-------- Document excerpt

From e2e492970ce5557d548ebf515e23def5a901fdaa Mon Sep 17 00:00:00 2001
From: user name <ameynert@sdf-cs1.eidf.epcc.ed.ac.uk>
Date: Tue, 10 May 2022 17:30:11 +0100
Subject: [PATCH 2/2] Pedigree checking setup

---
 bin/peddy_validation.pl | 21 ++++++++++-----------
 pipeline/var_calling.nf | 20 ++++++++------------
 2 files changed, 18 insertions(+), 23 deletions(-)

diff --git a/bin/peddy_validation.pl b/bin/peddy_validation.pl
index 08cebeb..fe6507e 100755
--- a/bin/peddy_validation.pl
+++ b/bin/peddy_validation.pl
@@ -16,6 +16,7 @@ Checks the parent-child and parent-parent relationships from peddy output.
 
 use strict;
 
+use Cwd;
 use Getopt::Long;
 use IO::File;
 
@@ -35,7 +36,6 @@ my $fam_dir;
 my $project_id;
 my $version;
 my $out_file;
-my $batch_id;
 
 GetOptions(
     'help'       => \$help,
@@ -43,11 +43,10 @@ GetOptions(
     'ped=s'      => \$ped_file,
     'output=s'   => \$out_file,
     'families=s' => \$fam_dir,
-    'version=s'  => \$version,
-    'batch=s'    => \$batch_id
+    'version=s'  => \$version
 ) or die $usage;
 
-if ($help || !$project_id || !$ped_file || !$out_file || !$batch_id || !$version || !$fam_dir)
+if ($help || !$project_id || !$ped_file || !$out_file || !$version || !$fam_dir)
 {
     print $usage;
     exit(0);
@@ -76,16 +75,16 @@ $in_fh->close();
 my $out_fh = new IO::File;
 $out_fh->open($out_file, "w") or die "Could not open $out_file\n$!";
 
-printf $out_fh "project_id\tbatch_id\tsample_a\tsample_b\tpedigree_parents\tpredicted_parents\tparent_error\n";
+printf $out_fh "project_id\tsample_a\tsample_b\tpedigree_parents\tpredicted_parents\tparent_error\n";
 
 foreach my $family_id (sort keys %ped)

----------------
-------- Data supplied

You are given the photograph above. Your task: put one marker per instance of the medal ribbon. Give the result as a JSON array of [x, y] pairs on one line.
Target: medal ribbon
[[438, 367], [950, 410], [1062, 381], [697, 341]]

----------------
-------- Data supplied

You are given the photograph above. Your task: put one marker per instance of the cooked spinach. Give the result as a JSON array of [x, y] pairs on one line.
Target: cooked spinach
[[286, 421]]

----------------
-------- Data supplied

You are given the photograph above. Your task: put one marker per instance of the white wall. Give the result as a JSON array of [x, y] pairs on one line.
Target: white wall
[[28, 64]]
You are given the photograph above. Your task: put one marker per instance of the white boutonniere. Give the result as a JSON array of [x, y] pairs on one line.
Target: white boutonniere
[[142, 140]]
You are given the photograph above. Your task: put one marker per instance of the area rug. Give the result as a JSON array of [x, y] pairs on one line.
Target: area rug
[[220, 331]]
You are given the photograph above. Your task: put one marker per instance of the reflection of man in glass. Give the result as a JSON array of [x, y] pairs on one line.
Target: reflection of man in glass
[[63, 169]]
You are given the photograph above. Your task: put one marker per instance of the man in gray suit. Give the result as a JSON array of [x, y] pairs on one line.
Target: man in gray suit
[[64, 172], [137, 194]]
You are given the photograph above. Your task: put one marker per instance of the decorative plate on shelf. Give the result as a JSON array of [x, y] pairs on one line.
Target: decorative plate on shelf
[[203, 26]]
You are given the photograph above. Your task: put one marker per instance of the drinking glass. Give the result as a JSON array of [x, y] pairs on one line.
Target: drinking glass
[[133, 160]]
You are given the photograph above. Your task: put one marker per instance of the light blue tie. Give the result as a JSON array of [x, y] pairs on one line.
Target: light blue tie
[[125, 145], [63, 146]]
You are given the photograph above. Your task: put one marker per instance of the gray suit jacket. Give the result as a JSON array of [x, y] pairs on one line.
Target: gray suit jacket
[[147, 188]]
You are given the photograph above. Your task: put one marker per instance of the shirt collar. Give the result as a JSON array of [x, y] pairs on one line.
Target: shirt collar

----------------

* [Directive]: Write out the entire pedigree checking patch, reproducing every line without any change. The items are separate material and have no connection to the pedigree checking patch.

* [Response to the task]:
From e2e492970ce5557d548ebf515e23def5a901fdaa Mon Sep 17 00:00:00 2001
From: user name <ameynert@sdf-cs1.eidf.epcc.ed.ac.uk>
Date: Tue, 10 May 2022 17:30:11 +0100
Subject: [PATCH 2/2] Pedigree checking setup

---
 bin/peddy_validation.pl | 21 ++++++++++-----------
 pipeline/var_calling.nf | 20 ++++++++------------
 2 files changed, 18 insertions(+), 23 deletions(-)

diff --git a/bin/peddy_validation.pl b/bin/peddy_validation.pl
index 08cebeb..fe6507e 100755
--- a/bin/peddy_validation.pl
+++ b/bin/peddy_validation.pl
@@ -16,6 +16,7 @@ Checks the parent-child and parent-parent relationships from peddy output.
 
 use strict;
 
+use Cwd;
 use Getopt::Long;
 use IO::File;
 
@@ -35,7 +36,6 @@ my $fam_dir;
 my $project_id;
 my $version;
 my $out_file;
-my $batch_id;
 
 GetOptions(
     'help'       => \$help,
@@ -43,11 +43,10 @@ GetOptions(
     'ped=s'      => \$ped_file,
     'output=s'   => \$out_file,
     'families=s' => \$fam_dir,
-    'version=s'  => \$version,
-    'batch=s'    => \$batch_id
+    'version=s'  => \$version
 ) or die $usage;
 
-if ($help || !$project_id || !$ped_file || !$out_file || !$batch_id || !$version || !$fam_dir)
+if ($help || !$project_id || !$ped_file || !$out_file || !$version || !$fam_dir)
 {
     print $usage;
     exit(0);
@@ -76,16 +75,16 @@ $in_fh->close();
 my $out_fh = new IO::File;
 $out_fh->open($out_file, "w") or die "Could not open $out_file\n$!";
 
-printf $out_fh "project_id\tbatch_id\tsample_a\tsample_b\tpedigree_parents\tpredicted_parents\tparent_error\n";
+printf $out_fh "project_id\tsample_a\tsample_b\tpedigree_parents\tpredicted_parents\tparent_error\n";
 
 foreach my $family_id (sort keys %ped)